[GOAL OF THE EXERCISE]
Rewrite every line of the records below as a JSON list of strings, one string per line, skipping blank lines. Leave the pictures out of your answer.

Detection records:
+-------+

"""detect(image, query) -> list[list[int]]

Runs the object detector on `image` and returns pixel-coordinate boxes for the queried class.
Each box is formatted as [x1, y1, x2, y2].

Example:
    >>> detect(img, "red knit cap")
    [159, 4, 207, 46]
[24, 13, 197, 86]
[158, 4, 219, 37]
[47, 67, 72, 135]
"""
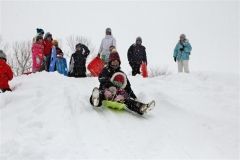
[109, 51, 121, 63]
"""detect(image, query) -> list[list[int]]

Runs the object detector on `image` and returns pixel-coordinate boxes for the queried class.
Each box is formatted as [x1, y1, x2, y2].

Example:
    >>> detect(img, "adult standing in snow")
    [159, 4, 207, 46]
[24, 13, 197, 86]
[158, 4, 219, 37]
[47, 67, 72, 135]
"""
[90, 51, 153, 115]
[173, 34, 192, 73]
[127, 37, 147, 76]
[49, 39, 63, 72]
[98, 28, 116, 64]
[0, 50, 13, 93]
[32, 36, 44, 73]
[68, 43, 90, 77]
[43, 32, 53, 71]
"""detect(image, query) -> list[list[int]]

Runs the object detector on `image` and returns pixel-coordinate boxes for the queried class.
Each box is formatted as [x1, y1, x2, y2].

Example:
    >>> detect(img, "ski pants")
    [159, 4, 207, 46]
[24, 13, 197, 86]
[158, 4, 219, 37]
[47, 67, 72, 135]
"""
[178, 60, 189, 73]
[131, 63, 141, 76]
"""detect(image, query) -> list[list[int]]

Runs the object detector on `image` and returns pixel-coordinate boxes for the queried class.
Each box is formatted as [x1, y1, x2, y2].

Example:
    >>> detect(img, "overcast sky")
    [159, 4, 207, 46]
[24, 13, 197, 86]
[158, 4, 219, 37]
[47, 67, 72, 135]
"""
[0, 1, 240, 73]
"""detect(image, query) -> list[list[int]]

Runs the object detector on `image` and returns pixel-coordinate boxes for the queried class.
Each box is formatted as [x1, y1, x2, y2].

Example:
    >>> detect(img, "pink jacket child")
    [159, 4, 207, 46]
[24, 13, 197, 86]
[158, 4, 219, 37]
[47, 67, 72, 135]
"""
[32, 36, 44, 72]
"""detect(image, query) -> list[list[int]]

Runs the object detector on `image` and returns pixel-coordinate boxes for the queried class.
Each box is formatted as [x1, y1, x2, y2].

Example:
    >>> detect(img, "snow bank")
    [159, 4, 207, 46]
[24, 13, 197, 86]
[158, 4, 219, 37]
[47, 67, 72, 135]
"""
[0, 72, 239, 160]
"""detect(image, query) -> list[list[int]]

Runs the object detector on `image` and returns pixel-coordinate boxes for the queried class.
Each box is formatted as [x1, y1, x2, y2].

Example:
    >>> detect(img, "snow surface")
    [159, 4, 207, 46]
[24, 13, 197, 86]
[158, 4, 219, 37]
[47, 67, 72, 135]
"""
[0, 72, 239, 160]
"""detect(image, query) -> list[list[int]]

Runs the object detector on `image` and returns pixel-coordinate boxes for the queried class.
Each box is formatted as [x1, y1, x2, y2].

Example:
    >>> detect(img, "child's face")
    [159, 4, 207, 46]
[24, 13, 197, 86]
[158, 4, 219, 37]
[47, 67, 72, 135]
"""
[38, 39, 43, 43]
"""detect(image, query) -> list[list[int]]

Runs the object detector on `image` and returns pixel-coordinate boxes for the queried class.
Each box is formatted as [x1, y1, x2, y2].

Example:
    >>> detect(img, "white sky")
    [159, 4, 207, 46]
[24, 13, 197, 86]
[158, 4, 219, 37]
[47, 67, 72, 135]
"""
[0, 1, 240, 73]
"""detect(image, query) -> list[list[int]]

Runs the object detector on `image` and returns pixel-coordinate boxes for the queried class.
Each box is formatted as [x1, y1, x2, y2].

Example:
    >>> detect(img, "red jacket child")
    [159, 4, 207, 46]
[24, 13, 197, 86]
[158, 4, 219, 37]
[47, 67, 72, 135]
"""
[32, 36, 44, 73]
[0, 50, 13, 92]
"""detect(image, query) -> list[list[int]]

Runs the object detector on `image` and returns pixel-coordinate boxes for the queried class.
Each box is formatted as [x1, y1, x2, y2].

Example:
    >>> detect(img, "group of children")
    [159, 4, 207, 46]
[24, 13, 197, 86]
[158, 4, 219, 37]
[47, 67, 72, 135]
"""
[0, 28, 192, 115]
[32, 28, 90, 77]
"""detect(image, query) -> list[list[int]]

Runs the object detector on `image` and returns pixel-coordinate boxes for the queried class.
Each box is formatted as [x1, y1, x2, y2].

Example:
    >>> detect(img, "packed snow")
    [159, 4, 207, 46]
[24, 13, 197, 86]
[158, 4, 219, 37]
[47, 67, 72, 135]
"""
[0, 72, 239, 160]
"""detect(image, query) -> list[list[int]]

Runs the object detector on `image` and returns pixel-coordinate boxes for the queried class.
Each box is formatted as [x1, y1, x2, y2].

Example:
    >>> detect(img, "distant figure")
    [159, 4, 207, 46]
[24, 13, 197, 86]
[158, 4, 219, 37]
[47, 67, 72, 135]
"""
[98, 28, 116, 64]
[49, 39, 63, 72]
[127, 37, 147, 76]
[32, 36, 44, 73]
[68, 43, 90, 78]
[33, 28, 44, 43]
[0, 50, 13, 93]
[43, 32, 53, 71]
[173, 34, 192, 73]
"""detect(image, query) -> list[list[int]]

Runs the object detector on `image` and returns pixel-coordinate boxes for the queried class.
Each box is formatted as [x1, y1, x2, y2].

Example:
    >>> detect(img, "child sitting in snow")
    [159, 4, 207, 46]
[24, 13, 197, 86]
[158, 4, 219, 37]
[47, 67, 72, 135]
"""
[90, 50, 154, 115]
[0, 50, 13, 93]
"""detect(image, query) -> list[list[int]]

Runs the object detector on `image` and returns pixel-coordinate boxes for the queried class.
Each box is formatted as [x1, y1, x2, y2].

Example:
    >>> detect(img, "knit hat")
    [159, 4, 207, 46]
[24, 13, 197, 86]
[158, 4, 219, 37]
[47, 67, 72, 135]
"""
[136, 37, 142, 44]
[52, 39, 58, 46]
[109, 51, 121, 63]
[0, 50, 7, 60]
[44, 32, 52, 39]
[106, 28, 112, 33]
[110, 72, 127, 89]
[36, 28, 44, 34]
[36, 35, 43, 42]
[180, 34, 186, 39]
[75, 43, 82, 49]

+-------+

[COMPLETED TASK]
[
  "\"\"\"detect(image, query) -> list[list[int]]",
  "Runs the object detector on `image` and returns pixel-coordinate boxes for the queried class.",
  "Each box is formatted as [x1, y1, x2, y2].",
  "Example:",
  "    >>> detect(img, \"red knit cap\")",
  "    [159, 4, 207, 46]",
  "[24, 13, 197, 86]",
  "[158, 4, 219, 37]",
  "[47, 67, 72, 135]",
  "\"\"\"",
  "[109, 51, 121, 63]",
  "\"\"\"detect(image, query) -> list[list[int]]",
  "Runs the object detector on `image` and returns pixel-coordinate boxes for the queried class.",
  "Each box is formatted as [x1, y1, x2, y2].",
  "Example:",
  "    >>> detect(img, \"adult standing in snow\")",
  "    [159, 4, 207, 46]",
  "[24, 13, 197, 86]",
  "[158, 4, 219, 37]",
  "[47, 67, 72, 135]",
  "\"\"\"",
  "[90, 51, 153, 115]",
  "[173, 34, 192, 73]",
  "[127, 37, 147, 76]",
  "[49, 39, 63, 72]",
  "[98, 28, 116, 64]",
  "[0, 50, 13, 93]",
  "[32, 36, 44, 73]",
  "[68, 43, 90, 77]",
  "[43, 32, 53, 71]",
  "\"\"\"detect(image, query) -> list[list[int]]",
  "Runs the object detector on `image` and returns pixel-coordinate boxes for the queried class.",
  "Each box is formatted as [x1, y1, x2, y2].",
  "Example:",
  "    >>> detect(img, \"ski pants\")",
  "    [159, 4, 207, 46]",
  "[24, 13, 197, 86]",
  "[158, 4, 219, 37]",
  "[47, 67, 72, 135]",
  "\"\"\"",
  "[178, 60, 189, 73]",
  "[131, 63, 141, 76]",
  "\"\"\"detect(image, query) -> list[list[int]]",
  "Runs the object detector on `image` and returns pixel-coordinate boxes for the queried class.",
  "Each box is formatted as [x1, y1, x2, y2].",
  "Example:",
  "    >>> detect(img, \"overcast sky\")",
  "    [159, 4, 207, 46]",
  "[24, 13, 197, 86]",
  "[158, 4, 219, 37]",
  "[47, 67, 72, 135]",
  "\"\"\"",
  "[0, 1, 240, 73]",
  "\"\"\"detect(image, query) -> list[list[int]]",
  "Runs the object detector on `image` and returns pixel-coordinate boxes for the queried class.",
  "Each box is formatted as [x1, y1, x2, y2].",
  "Example:",
  "    >>> detect(img, \"pink jacket child\")",
  "    [159, 4, 207, 46]",
  "[24, 13, 197, 86]",
  "[158, 4, 219, 37]",
  "[47, 67, 72, 135]",
  "\"\"\"",
  "[32, 36, 44, 72]",
  "\"\"\"detect(image, query) -> list[list[int]]",
  "Runs the object detector on `image` and returns pixel-coordinate boxes for the queried class.",
  "Each box is formatted as [x1, y1, x2, y2].",
  "Example:",
  "    >>> detect(img, \"snow bank\")",
  "    [159, 4, 207, 46]",
  "[24, 13, 197, 86]",
  "[158, 4, 219, 37]",
  "[47, 67, 72, 135]",
  "\"\"\"",
  "[0, 72, 239, 160]",
  "\"\"\"detect(image, query) -> list[list[int]]",
  "Runs the object detector on `image` and returns pixel-coordinate boxes for the queried class.",
  "Each box is formatted as [x1, y1, x2, y2].",
  "Example:",
  "    >>> detect(img, \"snow surface\")",
  "    [159, 4, 207, 46]",
  "[24, 13, 197, 86]",
  "[158, 4, 219, 37]",
  "[47, 67, 72, 135]",
  "\"\"\"",
  "[0, 72, 239, 160]",
  "\"\"\"detect(image, query) -> list[list[int]]",
  "Runs the object detector on `image` and returns pixel-coordinate boxes for the queried class.",
  "Each box is formatted as [x1, y1, x2, y2].",
  "Example:",
  "    >>> detect(img, \"child's face\")",
  "    [159, 4, 207, 46]",
  "[24, 13, 197, 86]",
  "[158, 4, 219, 37]",
  "[47, 67, 72, 135]",
  "\"\"\"",
  "[38, 39, 43, 43]",
  "\"\"\"detect(image, query) -> list[list[int]]",
  "Runs the object detector on `image` and returns pixel-coordinate boxes for the queried class.",
  "Each box is formatted as [x1, y1, x2, y2].",
  "Example:",
  "    >>> detect(img, \"white sky\")",
  "    [159, 4, 207, 46]",
  "[24, 13, 197, 86]",
  "[158, 4, 219, 37]",
  "[47, 67, 72, 135]",
  "\"\"\"",
  "[0, 1, 240, 73]",
  "\"\"\"detect(image, query) -> list[list[int]]",
  "Runs the object detector on `image` and returns pixel-coordinate boxes for the queried class.",
  "Each box is formatted as [x1, y1, x2, y2].",
  "Example:",
  "    >>> detect(img, \"red jacket child\")",
  "    [159, 4, 207, 46]",
  "[24, 13, 197, 86]",
  "[158, 4, 219, 37]",
  "[47, 67, 72, 135]",
  "\"\"\"",
  "[32, 36, 44, 73]",
  "[0, 50, 13, 92]",
  "\"\"\"detect(image, query) -> list[list[int]]",
  "Runs the object detector on `image` and returns pixel-coordinate boxes for the queried class.",
  "Each box is formatted as [x1, y1, x2, y2].",
  "Example:",
  "    >>> detect(img, \"group of children\")",
  "    [159, 4, 207, 46]",
  "[24, 13, 197, 86]",
  "[158, 4, 219, 37]",
  "[47, 67, 72, 135]",
  "\"\"\"",
  "[0, 28, 192, 115]",
  "[32, 28, 90, 77]",
  "\"\"\"detect(image, query) -> list[list[int]]",
  "Runs the object detector on `image` and returns pixel-coordinate boxes for the queried class.",
  "Each box is formatted as [x1, y1, x2, y2].",
  "Example:",
  "    >>> detect(img, \"packed snow\")",
  "    [159, 4, 207, 46]",
  "[24, 13, 197, 86]",
  "[158, 4, 219, 37]",
  "[47, 67, 72, 135]",
  "\"\"\"",
  "[0, 72, 239, 160]",
  "\"\"\"detect(image, query) -> list[list[int]]",
  "Runs the object detector on `image` and returns pixel-coordinate boxes for the queried class.",
  "Each box is formatted as [x1, y1, x2, y2].",
  "Example:",
  "    >>> detect(img, \"distant figure\")",
  "    [159, 4, 207, 46]",
  "[24, 13, 197, 86]",
  "[158, 4, 219, 37]",
  "[47, 67, 72, 135]",
  "\"\"\"",
  "[98, 28, 116, 64]",
  "[49, 39, 63, 72]",
  "[127, 37, 147, 76]",
  "[32, 36, 44, 73]",
  "[68, 43, 90, 78]",
  "[33, 28, 44, 43]",
  "[0, 50, 13, 93]",
  "[43, 32, 53, 71]",
  "[173, 34, 192, 73]",
  "\"\"\"detect(image, query) -> list[list[int]]",
  "Runs the object detector on `image` and returns pixel-coordinate boxes for the queried class.",
  "Each box is formatted as [x1, y1, x2, y2].",
  "Example:",
  "    >>> detect(img, \"child sitting in snow\")",
  "    [159, 4, 207, 46]",
  "[24, 13, 197, 86]",
  "[158, 4, 219, 37]",
  "[47, 67, 72, 135]",
  "\"\"\"",
  "[90, 50, 154, 115]",
  "[0, 50, 13, 93]",
  "\"\"\"detect(image, query) -> list[list[int]]",
  "Runs the object detector on `image` and returns pixel-coordinate boxes for the queried class.",
  "Each box is formatted as [x1, y1, x2, y2].",
  "Example:",
  "    >>> detect(img, \"knit hat\")",
  "    [159, 4, 207, 46]",
  "[24, 13, 197, 86]",
  "[158, 4, 219, 37]",
  "[47, 67, 72, 135]",
  "\"\"\"",
  "[136, 37, 142, 44]",
  "[52, 39, 58, 46]",
  "[109, 51, 121, 63]",
  "[0, 50, 7, 60]",
  "[44, 32, 52, 39]",
  "[106, 28, 112, 33]",
  "[110, 72, 127, 89]",
  "[36, 28, 44, 34]",
  "[36, 35, 43, 42]",
  "[180, 34, 186, 39]",
  "[75, 43, 82, 49]"
]